Start of Data section

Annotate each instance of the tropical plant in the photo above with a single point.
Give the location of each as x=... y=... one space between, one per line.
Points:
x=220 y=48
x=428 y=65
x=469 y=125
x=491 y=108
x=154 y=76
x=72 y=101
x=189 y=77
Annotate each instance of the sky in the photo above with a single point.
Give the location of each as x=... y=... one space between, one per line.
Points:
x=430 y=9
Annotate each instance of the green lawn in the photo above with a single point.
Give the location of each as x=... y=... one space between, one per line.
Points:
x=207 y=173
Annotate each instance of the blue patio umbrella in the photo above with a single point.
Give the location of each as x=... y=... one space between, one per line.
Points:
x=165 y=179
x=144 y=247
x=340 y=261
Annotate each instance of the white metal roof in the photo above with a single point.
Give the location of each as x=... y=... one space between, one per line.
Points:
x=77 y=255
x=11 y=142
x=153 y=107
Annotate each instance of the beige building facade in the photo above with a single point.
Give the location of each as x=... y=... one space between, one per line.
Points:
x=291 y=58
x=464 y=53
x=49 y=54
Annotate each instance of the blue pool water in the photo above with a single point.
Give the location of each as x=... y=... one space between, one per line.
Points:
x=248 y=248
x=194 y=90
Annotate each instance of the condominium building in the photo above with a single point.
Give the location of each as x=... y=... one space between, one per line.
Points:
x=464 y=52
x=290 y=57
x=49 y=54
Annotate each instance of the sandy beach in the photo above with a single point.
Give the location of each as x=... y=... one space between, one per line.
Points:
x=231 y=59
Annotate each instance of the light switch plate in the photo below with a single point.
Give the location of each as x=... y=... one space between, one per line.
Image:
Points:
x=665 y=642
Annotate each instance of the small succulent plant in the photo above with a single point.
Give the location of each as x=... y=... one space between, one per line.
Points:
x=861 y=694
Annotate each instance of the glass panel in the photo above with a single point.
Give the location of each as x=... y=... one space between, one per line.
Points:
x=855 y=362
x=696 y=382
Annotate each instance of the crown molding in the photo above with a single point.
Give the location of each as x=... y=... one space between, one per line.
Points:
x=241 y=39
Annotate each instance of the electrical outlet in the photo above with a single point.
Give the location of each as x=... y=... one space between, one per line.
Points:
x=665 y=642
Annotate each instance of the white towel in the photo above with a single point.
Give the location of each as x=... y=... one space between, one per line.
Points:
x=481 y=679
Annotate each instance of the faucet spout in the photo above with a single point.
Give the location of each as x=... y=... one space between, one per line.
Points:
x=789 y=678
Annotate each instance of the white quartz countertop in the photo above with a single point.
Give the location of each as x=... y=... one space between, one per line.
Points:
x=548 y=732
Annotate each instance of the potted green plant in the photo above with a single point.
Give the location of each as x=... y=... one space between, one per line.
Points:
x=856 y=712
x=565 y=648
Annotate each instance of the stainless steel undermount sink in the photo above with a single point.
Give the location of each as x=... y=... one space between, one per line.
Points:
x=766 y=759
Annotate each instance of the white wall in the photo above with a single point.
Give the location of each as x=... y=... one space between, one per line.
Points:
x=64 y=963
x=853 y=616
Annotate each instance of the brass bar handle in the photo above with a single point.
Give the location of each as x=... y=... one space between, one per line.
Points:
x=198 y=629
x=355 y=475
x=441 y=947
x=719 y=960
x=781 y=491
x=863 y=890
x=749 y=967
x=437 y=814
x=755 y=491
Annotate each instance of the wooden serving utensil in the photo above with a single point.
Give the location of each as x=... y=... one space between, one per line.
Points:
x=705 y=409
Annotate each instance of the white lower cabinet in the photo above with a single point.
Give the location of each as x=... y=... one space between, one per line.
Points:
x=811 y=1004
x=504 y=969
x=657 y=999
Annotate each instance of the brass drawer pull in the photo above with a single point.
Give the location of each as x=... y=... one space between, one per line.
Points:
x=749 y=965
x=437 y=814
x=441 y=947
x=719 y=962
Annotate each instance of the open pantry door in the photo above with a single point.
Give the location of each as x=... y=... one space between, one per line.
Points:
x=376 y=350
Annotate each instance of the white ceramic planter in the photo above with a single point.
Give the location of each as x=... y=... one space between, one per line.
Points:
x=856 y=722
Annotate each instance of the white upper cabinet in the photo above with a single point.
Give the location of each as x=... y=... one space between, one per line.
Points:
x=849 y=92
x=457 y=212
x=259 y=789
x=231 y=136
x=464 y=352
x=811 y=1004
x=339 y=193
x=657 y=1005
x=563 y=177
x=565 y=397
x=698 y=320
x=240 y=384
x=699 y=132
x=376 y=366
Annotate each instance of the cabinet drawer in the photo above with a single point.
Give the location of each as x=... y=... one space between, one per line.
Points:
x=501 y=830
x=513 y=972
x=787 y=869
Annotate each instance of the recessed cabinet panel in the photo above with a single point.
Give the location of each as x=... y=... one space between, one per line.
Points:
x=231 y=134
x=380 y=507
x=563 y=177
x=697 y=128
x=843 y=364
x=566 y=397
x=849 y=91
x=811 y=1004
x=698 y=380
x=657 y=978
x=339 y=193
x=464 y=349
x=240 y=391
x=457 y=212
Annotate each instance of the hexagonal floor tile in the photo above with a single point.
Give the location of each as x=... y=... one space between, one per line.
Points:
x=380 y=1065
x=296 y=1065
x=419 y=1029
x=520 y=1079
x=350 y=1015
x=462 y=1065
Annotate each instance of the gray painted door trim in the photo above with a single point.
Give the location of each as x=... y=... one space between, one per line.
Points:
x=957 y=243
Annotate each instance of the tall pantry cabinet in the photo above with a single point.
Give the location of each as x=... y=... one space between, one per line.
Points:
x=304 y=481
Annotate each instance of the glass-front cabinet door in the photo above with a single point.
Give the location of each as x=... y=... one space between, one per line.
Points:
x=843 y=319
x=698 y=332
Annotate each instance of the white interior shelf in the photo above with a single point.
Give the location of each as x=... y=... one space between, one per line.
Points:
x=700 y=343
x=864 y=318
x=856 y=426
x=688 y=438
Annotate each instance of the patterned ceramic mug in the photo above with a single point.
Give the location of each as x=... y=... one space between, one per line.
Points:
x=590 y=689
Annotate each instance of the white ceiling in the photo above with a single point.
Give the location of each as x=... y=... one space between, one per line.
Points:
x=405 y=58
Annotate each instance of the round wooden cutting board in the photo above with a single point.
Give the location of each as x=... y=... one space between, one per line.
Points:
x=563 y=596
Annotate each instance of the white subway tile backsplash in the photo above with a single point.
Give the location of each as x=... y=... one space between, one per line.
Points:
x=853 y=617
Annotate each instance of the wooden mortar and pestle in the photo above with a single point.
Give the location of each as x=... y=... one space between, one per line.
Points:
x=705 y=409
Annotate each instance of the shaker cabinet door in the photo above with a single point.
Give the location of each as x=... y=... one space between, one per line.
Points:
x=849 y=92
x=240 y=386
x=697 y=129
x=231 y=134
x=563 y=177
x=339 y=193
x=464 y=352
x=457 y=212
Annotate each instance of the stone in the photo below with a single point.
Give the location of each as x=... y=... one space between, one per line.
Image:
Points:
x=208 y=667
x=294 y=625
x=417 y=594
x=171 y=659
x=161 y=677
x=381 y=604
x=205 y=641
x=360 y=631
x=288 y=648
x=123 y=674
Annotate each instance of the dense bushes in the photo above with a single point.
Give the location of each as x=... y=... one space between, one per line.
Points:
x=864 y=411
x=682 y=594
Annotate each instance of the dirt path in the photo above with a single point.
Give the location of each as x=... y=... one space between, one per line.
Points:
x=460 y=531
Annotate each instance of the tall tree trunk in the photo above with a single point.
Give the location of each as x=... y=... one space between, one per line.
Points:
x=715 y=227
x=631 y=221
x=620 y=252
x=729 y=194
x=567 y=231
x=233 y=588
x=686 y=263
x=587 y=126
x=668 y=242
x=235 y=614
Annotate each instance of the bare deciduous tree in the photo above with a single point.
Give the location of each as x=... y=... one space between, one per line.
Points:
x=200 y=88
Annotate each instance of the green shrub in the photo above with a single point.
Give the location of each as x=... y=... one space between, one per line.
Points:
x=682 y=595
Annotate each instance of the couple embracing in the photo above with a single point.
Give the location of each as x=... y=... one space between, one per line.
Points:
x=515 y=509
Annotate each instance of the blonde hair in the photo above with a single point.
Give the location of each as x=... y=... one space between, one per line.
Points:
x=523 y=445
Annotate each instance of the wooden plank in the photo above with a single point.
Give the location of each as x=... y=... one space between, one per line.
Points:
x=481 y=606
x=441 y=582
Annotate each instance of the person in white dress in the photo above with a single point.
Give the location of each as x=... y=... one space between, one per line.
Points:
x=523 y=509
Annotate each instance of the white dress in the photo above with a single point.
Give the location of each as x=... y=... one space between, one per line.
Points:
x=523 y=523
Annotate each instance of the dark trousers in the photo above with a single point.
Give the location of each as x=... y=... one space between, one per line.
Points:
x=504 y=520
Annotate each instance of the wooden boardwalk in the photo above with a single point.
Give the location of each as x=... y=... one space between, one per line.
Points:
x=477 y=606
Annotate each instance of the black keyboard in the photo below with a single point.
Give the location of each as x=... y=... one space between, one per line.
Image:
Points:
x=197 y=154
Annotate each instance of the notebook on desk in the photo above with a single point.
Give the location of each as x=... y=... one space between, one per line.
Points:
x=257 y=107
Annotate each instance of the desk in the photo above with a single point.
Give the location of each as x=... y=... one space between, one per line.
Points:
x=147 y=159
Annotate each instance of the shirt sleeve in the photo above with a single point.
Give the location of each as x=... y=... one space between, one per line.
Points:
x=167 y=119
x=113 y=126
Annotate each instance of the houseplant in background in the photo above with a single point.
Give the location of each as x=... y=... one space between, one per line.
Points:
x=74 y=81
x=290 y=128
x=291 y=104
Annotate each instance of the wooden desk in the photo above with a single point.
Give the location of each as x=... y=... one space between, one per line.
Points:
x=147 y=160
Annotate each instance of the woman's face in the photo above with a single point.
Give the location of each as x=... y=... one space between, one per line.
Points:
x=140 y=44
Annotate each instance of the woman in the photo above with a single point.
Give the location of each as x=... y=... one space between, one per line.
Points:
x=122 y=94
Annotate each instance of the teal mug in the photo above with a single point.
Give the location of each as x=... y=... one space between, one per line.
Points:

End of Data section

Rewrite the material from its first line through the line containing "x=340 y=261", replacing "green lawn" with "grassy lawn" and leaving everything else unchanged.

Annotate each instance of the tropical plant in the photo above with a single point.
Give the location of each as x=... y=... one space between, one per line.
Points:
x=220 y=48
x=428 y=65
x=469 y=125
x=491 y=108
x=154 y=76
x=72 y=101
x=189 y=77
Annotate each instance of the sky in the photo above with a single point.
Give the location of each as x=... y=... one space between, one per line.
Points:
x=430 y=9
Annotate each instance of the grassy lawn in the photo above with a single point.
Give the location of each as x=... y=... one space between, one per line.
Points:
x=207 y=173
Annotate each instance of the blue patio umbrella in the photo above with a single point.
Give the location of each as x=... y=... one space between, one per line.
Points:
x=165 y=179
x=144 y=247
x=340 y=261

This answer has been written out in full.